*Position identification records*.
-------

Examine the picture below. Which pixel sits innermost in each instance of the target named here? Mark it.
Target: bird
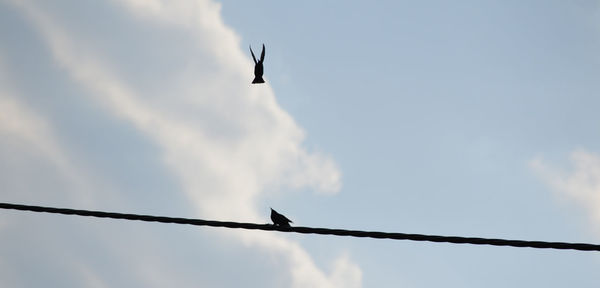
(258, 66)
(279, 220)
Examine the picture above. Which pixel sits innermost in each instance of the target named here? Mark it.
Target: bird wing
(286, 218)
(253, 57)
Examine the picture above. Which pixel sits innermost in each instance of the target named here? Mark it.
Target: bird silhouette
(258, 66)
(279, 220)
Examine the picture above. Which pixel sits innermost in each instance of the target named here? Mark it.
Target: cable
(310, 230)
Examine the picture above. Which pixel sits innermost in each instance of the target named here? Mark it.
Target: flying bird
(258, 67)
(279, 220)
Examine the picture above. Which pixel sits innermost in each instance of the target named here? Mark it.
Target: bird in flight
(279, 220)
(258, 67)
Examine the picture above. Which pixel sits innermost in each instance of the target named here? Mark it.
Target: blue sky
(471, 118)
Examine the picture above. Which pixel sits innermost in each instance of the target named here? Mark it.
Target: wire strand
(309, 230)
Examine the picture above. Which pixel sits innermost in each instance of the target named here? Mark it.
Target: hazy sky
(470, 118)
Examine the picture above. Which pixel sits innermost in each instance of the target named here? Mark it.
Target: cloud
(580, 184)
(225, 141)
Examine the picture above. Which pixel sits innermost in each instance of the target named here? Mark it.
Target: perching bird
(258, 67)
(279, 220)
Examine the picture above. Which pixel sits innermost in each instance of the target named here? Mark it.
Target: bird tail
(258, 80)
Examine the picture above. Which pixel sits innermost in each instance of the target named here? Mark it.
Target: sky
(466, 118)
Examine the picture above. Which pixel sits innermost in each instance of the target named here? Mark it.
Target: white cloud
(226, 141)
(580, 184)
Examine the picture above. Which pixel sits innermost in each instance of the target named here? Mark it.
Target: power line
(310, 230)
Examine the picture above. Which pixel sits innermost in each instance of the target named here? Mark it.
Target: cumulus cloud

-------

*Aim of the exercise*. How many lines in the rows above contain the word "cloud"? Reply with the number alone.

*In response*. 3